Write out the rows from the start through the line with "x=86, y=392", inclusive, switching every "wildlife monitoring" to "street surveying" and leaving everything else unchanged.

------------------------------------

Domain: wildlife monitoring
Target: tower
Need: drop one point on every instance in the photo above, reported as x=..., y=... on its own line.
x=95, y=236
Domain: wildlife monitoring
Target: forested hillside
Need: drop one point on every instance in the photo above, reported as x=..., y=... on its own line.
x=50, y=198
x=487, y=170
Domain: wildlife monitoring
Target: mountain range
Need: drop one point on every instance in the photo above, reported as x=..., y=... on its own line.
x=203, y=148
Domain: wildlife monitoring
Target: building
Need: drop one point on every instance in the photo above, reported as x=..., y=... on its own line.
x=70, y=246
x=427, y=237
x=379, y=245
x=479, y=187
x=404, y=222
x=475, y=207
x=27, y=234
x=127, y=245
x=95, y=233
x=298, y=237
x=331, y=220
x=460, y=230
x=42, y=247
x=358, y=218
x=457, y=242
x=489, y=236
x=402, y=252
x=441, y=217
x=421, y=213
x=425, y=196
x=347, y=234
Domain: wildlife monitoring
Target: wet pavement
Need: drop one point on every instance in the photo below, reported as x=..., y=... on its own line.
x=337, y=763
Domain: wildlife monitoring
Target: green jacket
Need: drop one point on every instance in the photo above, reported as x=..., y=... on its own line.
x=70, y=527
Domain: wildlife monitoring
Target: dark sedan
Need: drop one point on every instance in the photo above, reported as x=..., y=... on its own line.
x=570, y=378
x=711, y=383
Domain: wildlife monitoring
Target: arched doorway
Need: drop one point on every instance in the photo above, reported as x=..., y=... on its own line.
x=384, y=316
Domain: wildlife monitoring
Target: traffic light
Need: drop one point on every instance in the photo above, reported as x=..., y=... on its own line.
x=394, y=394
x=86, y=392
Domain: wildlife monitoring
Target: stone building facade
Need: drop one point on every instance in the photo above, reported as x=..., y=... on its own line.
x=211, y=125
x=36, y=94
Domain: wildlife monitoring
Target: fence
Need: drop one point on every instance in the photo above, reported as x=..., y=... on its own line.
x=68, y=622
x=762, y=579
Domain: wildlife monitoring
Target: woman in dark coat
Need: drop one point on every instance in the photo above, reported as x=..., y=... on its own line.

------------------------------------

#### Task response:
Domain: street surveying
Target: tower
Need: drop one point on every instance in the photo above, reported as x=..., y=... on its own line.
x=95, y=236
Domain: street surveying
Target: forested hillside
Need: drop one point on every instance in the photo above, reported as x=..., y=... on its own line.
x=50, y=198
x=487, y=170
Domain: street surveying
Target: mountain range
Need: drop one point on every instance in the photo above, reported as x=..., y=... on its own line.
x=203, y=148
Domain: street surveying
Target: building
Need: drop one point on every instance in the photo above, reported as x=..., y=... on its own line.
x=70, y=246
x=427, y=237
x=379, y=245
x=479, y=187
x=404, y=222
x=475, y=207
x=27, y=234
x=127, y=245
x=95, y=233
x=298, y=237
x=331, y=220
x=460, y=230
x=42, y=247
x=358, y=218
x=457, y=242
x=489, y=236
x=402, y=252
x=441, y=217
x=421, y=213
x=425, y=196
x=347, y=234
Domain: street surveying
Target: wet pavement
Need: drop one point on every instance in the photo below, reported as x=..., y=... on its own line.
x=337, y=763
Domain: street surveying
Target: green jacket
Need: drop one point on every instance in the photo above, reported as x=..., y=... on its own line.
x=70, y=527
Domain: street surveying
Target: dark sedan
Need: drop one point on every instance in the photo above, reported as x=..., y=... on its own line.
x=570, y=378
x=711, y=383
Domain: street surveying
Target: arched doorway
Need: drop one point on every instance in the photo above, reported as x=..., y=... on its own line.
x=384, y=316
Domain: street surveying
Target: traffic light
Need: drop one point on every instance in the photo above, reported as x=..., y=... on its own line.
x=394, y=394
x=86, y=392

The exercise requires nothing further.